→ Okuma metni
- - -

Sünnet davası hiçbir erkek için güllük gülistanlık bir süreç olmamıştır. Yani artık nerdeyse bebekken, hastanede filan yapıyorlar, o daha makul sanki. Ben bu olayı erteleyebildiğim kadar ertelemiştim, dokuz on yaşlarına geldiğimdeyse artan baskılara dayanamayıp bir miktar taviz vermek zorunda kaldım, bir miktar.
Artan baskılar derken artık zamanı geldi diyen anne, baba, dede vs.'yi kastetmiyorum sadece. Bizim ilkokuldaki adamların çok pis bir huyu vardı. Pisuvarda işerken birbirimizin pipisine bakardık. İşte kim sünnet oldu olmadı onun hesabını tutmak için. Sünnet olmayan biri tespit edilince mimlenirdi hemen, küçük düşürücü şakalara maruz kalırdı, zaten o eğitim/öğretim dönemini takip eden yaz aylarında da yükümlülüğünü yerine getirirdi. Ben o zamanlardan beri insanların özeline saygılı olduğumdan kimsenin çüküne bakmadım açıkçası. Ama okulumuzdaki bu nahoş gelenek yüzünden diken üstünde yaşamaya, işerken çükümü itinayla saklamaya çalıştım. Kolay olmadı tabi bu. (hehe) Neyse, sonunda baskılara dayanamayıp sünnet kararını aldım.
Bizim ailenin bu konudaki görüşlerinin ''sünnet olayını festivale dönüştürme okulu''na yakın olduğunu söyleyebilirim. Hem babaannem için de gövde gösterisidir, tüm torunlarının sünneti kendi bahçeli evinde yapılır, düğün hadiseleri de evin bulunduğu çıkmaz sokakta olur, konu komşu akraba falan filan.. İşte bilirsin, Edirne sokak düğünü şeklinde de kavramsallaştırılmıştır aslında. Kına gecesi (evet sünnet çocuğu için, horror! what a horror!), yanık tenli çalgıcılar, tahta iskemleler, Trakya insanının sığ mizahının bir sembolü olan tavuklu pilav (içinde çükten parça var heheh deyip gülerler), göbekli amcalar için içki masası, pipileri çoktan kesilmiş abilerle böyle bir sorunu olmayan ablaların benim şeyim vasıtasıyla düğün ortamında yakınlaşma çabaları (başkasının sikiyle gerdeğe girme deyimi de işte burdan çıkmıştır, yaa).. Bunlar hep olur bizim oranın düğünlerinde. Aman ne kadar da hoş adetlerimizdi, hepsi unutulmaya yüz tuttu, her şey mekanikleşti, sevgi kalmadı filan demiycem. Mekanikleşsin arkadaş. Hastanede, steril ortamda, aile arasında kesilsin ne kesilecekse. Aile arasında sade bir tören. Anlarsın ya?

- - -

→ Görev a
Kayıtları en baştan başlayıp "column 169, row 160" geçen satırda bitecek şekilde, o satır da dahil olmak üzere, "Result" yerine "Output" koyarak ve başka hiçbir şeyi değiştirmeden düzenler misiniz? Resimleri yanıta almayın.

- - -

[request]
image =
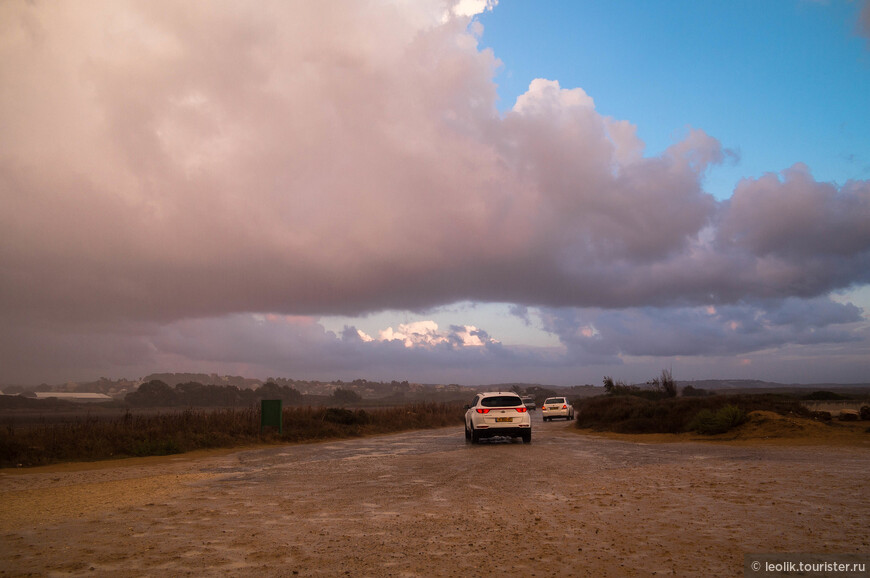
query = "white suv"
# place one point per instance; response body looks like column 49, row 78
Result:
column 497, row 414
column 557, row 407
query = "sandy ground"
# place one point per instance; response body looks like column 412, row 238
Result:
column 429, row 504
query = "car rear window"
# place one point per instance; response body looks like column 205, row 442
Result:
column 501, row 401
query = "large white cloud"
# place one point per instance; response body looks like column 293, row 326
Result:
column 165, row 162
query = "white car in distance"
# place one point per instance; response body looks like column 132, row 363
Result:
column 557, row 407
column 495, row 414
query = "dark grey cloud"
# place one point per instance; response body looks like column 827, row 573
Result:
column 168, row 169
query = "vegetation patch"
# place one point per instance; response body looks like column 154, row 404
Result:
column 707, row 415
column 86, row 438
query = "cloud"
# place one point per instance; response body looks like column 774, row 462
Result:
column 729, row 330
column 169, row 169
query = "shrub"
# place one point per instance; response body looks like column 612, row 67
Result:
column 691, row 391
column 632, row 414
column 707, row 422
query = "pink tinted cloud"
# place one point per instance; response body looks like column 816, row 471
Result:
column 164, row 162
column 169, row 160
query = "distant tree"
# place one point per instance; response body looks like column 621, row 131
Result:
column 690, row 391
column 155, row 393
column 346, row 396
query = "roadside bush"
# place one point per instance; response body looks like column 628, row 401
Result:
column 632, row 414
column 707, row 422
column 821, row 415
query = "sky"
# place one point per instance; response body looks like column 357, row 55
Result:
column 437, row 191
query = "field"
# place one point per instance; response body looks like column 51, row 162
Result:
column 426, row 503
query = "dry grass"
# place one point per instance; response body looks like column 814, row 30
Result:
column 86, row 438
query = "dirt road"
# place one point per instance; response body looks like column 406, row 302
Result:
column 429, row 504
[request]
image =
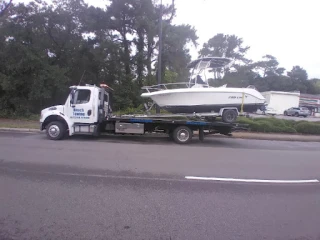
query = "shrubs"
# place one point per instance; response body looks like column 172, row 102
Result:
column 274, row 125
column 308, row 128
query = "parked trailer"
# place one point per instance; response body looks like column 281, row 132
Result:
column 87, row 112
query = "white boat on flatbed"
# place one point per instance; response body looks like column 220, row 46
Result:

- - -

→ Görev b
Sünnet kararını ve aile geleneklerini anlatan metni bıraktığı yerden devam ettirir misiniz?

→ Alıştırma yanıtı a
[request]
image =
query = "white suv"
# place one point per instance; response body looks like column 49, row 78
Output:
column 497, row 414
column 557, row 407
query = "sandy ground"
# place one point per instance; response body looks like column 412, row 238
Output:
column 429, row 504
query = "car rear window"
# place one point per instance; response body looks like column 205, row 442
Output:
column 501, row 401
query = "large white cloud"
# place one point per instance; response body looks like column 293, row 326
Output:
column 165, row 162
query = "white car in distance"
# place one point per instance; response body looks like column 132, row 363
Output:
column 557, row 407
column 495, row 414
query = "dark grey cloud"
# place one point per instance; response body looks like column 827, row 573
Output:
column 168, row 169
query = "vegetation patch"
# place one point per instance; response body looks like column 154, row 404
Output:
column 707, row 415
column 86, row 438
query = "cloud"
# place one point per instance; response body looks like column 774, row 462
Output:
column 729, row 330
column 169, row 169
query = "shrub"
# place one point per instance; response body looks like column 612, row 67
Output:
column 691, row 391
column 632, row 414
column 707, row 422
query = "pink tinted cloud"
# place one point per instance; response body looks like column 816, row 471
Output:
column 164, row 162
column 169, row 160

→ Alıştırma yanıtı b
Ama işte ben paçayı bu kadar kolay kurtaramadım. İlk aşağılanmayı kesim işleminden önceki gece, kına yakma töreni sırasında yaşadım. Beni ortalarına alan kadınlar ilkel bir Afrika kabilesi törenindeymişçesine (o adamlar bile kompüter kullanıyor artık, bu işleri bıraktılar.) etrafımda oynayarak dönüyorlar, bana kına yakmaya hazırlanıyorlardı. Hemen itiraz ettim tabi, sevmem böyle yavşaklıklar dedim, okulda taşak oğlanı olurum dedim, sırf yüzyıllardır süregelen adetleri sekteye uğramasın diye avcumun içine nokta kadar kına değdirmelerine razı oldum. O bile bana büyük bir aşağılama gibi geldi.
Sünnet anı gelip çattığında o kadar da soğukkanlı olduğumu söyleyemiycem. Yani tam o an evden kaçan akranlarım kadar da panik değildim ama, yüzümde herhangi bir neşe emaresi de yoktu. Neyse, önce bir iğne yaptılar, kısmen uyuştu mevzular. Sonra ustura gibi bir şey çıkardı, Allahım siki tuttuk dedim. Ama tersi oldu, o tuttu.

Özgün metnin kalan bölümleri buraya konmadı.